EXERCISE BRIEF>
Write out exactly the lines from the one containing "as [510, 396]." through the last line of the records below, including both.

[A block of data]

--- Start ---

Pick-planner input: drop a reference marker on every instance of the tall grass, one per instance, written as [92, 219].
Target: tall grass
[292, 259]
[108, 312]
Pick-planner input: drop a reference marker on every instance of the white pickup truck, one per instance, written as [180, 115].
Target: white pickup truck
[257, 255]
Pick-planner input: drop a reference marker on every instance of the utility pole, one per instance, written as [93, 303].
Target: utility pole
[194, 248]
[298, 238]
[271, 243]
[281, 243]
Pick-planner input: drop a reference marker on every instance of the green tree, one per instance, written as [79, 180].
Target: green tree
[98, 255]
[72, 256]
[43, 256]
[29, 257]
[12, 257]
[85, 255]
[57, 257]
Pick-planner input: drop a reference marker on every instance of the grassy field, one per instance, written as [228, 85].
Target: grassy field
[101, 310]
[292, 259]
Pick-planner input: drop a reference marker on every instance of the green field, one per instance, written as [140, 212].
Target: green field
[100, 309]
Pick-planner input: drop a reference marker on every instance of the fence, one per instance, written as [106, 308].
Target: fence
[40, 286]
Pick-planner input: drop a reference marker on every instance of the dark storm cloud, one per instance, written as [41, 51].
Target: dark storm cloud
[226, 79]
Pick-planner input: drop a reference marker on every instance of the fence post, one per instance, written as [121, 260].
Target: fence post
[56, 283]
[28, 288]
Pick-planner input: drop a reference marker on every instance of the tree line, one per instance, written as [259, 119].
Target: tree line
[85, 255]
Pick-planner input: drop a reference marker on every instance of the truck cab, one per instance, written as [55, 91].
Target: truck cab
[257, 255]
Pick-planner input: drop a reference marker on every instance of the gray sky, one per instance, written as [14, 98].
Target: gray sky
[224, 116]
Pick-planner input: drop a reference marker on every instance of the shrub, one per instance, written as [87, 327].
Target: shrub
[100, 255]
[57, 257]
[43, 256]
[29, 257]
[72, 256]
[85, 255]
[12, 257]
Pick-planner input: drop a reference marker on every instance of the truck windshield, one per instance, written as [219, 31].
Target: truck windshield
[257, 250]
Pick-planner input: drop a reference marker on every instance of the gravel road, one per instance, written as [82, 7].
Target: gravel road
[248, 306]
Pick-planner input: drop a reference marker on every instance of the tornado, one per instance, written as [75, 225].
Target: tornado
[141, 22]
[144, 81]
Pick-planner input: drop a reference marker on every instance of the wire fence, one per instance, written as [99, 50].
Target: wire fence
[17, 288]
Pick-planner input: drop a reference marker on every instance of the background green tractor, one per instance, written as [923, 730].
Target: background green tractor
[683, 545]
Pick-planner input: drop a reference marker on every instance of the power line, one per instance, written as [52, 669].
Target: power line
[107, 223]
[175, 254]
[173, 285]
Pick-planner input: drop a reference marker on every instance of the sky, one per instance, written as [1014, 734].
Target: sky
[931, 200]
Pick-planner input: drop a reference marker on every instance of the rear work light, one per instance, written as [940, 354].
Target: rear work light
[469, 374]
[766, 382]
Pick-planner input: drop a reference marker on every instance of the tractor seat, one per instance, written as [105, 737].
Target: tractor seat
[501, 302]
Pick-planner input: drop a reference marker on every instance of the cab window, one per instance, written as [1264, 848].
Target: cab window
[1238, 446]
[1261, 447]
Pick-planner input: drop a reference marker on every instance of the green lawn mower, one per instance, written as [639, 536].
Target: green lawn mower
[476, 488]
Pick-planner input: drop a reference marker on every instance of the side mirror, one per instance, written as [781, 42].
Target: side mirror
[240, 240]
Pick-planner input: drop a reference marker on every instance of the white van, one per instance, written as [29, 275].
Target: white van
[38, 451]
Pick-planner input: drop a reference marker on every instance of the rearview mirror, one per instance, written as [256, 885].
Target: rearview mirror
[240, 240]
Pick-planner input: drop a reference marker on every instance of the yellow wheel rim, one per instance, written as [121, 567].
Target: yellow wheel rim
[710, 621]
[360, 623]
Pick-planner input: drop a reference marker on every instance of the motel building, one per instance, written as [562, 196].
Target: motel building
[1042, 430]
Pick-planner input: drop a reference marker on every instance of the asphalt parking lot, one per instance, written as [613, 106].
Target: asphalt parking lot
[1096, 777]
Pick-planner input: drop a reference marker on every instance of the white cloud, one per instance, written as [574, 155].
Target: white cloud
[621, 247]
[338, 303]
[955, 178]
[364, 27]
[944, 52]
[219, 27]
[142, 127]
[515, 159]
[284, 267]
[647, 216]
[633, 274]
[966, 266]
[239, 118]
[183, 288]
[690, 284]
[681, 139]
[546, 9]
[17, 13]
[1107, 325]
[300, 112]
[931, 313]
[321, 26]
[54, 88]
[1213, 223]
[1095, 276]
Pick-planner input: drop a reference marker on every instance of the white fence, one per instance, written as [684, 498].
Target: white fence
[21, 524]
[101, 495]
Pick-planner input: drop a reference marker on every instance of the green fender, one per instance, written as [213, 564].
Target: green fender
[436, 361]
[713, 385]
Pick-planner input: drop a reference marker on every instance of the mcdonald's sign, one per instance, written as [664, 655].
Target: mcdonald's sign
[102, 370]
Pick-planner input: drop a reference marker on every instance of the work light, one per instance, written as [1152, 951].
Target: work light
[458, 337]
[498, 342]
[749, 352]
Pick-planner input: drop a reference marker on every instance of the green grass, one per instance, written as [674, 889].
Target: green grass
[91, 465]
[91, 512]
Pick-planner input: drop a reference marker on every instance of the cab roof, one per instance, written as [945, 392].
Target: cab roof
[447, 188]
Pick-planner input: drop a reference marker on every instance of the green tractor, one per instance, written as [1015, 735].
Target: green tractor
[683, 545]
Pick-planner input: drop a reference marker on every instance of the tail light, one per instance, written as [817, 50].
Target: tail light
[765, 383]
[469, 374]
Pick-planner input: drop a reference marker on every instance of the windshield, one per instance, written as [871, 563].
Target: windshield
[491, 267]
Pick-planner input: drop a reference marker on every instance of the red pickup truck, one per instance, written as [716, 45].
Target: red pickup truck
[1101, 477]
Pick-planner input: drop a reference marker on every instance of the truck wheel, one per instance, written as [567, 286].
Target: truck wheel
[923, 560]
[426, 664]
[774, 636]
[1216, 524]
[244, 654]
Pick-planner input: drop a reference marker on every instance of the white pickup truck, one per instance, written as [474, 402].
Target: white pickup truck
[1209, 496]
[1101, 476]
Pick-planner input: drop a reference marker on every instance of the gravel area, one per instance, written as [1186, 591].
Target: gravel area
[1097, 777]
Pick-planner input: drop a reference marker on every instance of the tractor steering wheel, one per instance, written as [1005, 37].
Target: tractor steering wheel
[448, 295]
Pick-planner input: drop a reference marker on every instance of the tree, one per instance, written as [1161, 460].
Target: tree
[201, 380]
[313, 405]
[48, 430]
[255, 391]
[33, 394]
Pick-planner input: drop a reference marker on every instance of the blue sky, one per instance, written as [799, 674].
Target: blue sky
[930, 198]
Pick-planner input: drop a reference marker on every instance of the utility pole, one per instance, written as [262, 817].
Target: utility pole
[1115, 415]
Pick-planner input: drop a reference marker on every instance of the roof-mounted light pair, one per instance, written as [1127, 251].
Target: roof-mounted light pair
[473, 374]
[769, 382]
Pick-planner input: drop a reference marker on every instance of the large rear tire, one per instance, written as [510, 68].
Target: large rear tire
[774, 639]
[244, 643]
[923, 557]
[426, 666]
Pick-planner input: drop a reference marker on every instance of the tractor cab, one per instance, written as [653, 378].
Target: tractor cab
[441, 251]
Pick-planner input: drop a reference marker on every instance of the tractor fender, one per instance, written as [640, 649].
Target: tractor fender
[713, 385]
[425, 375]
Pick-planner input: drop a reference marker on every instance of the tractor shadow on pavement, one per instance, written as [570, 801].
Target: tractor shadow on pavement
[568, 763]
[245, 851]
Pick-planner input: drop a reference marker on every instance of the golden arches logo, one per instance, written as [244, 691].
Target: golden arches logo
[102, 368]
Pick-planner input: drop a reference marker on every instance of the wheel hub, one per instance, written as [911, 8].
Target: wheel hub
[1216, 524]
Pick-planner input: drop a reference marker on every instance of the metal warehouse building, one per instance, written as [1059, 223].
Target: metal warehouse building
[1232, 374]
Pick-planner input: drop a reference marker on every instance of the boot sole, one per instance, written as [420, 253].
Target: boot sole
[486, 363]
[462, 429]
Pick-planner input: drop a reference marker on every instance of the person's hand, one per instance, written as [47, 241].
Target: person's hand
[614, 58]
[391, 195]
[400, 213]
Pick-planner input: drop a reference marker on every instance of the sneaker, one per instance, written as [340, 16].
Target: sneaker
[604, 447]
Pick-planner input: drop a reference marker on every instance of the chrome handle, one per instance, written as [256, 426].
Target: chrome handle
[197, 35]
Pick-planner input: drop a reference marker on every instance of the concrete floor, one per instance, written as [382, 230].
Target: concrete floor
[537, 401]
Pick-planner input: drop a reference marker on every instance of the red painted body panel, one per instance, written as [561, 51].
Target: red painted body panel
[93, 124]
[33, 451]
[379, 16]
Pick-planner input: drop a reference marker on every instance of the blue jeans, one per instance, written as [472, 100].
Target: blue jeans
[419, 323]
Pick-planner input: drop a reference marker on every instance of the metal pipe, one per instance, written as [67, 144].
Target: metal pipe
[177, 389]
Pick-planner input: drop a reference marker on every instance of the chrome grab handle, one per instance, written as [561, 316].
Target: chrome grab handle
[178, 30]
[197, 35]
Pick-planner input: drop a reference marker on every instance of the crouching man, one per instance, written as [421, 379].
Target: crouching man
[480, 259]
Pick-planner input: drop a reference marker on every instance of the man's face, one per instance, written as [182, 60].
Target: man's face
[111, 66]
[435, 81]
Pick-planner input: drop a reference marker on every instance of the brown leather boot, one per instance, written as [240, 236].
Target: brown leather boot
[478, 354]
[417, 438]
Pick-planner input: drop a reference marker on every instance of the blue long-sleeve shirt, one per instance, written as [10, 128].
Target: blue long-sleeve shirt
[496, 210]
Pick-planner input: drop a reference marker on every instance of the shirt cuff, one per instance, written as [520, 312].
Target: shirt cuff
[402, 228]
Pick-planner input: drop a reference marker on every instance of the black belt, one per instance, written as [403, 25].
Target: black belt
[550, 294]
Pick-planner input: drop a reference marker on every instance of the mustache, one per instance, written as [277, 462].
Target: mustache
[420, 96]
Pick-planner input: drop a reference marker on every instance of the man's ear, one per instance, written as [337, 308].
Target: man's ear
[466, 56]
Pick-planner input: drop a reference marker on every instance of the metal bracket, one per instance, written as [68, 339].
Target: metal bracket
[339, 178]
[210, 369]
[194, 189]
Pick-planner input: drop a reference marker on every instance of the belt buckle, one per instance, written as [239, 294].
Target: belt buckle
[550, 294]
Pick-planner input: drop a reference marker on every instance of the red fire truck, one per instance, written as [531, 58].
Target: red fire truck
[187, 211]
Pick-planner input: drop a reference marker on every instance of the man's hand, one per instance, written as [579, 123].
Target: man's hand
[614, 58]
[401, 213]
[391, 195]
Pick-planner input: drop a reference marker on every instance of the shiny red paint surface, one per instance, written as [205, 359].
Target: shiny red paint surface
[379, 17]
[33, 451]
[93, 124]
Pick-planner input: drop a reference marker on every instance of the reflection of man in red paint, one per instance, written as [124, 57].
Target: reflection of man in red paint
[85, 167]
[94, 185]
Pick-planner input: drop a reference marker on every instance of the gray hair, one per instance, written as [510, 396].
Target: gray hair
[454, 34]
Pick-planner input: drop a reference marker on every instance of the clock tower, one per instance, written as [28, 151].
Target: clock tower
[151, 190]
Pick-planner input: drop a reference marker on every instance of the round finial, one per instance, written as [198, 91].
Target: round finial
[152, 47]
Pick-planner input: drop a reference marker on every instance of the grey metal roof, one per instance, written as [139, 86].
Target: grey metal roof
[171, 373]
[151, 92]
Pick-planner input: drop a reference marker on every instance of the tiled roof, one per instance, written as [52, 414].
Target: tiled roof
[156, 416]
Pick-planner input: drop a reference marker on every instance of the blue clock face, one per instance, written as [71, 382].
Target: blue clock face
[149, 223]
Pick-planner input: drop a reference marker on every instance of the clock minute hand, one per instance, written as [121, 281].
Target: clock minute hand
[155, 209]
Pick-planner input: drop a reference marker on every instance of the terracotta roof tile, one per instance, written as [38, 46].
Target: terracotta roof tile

--- End ---

ANSWER TO THIS PROBLEM>
Pick-planner input: drop a reference marker on every instance of the gray hair, one per instance, written as [510, 396].
Target: gray hair
[454, 34]
Pick-planner input: drop a reference marker on every instance of the clock tower, one per instance, written as [28, 151].
Target: clock tower
[151, 190]
Pick-planner input: drop a reference marker on every instance of the round finial, one per instance, written as [198, 91].
Target: round finial
[152, 47]
Pick-planner input: drop a reference marker on every instance of the grey metal roof, one per instance, written as [139, 86].
Target: grey metal roof
[171, 373]
[151, 92]
Pick-planner input: drop a reference marker on every instance of the tiled roof, one per instance, written as [52, 414].
Target: tiled roof
[156, 416]
Pick-planner input: drop a reference marker on every instance of the blue clock face, one per instance, written as [71, 382].
Target: blue clock face
[149, 223]
Pick-planner input: drop a reference marker on every instance of the clock minute hand, one per instance, written as [121, 281].
Target: clock minute hand
[155, 209]
Pick-planner input: drop a reference marker on every instance of the terracotta roof tile, one per instance, written as [38, 46].
Target: terracotta roof tile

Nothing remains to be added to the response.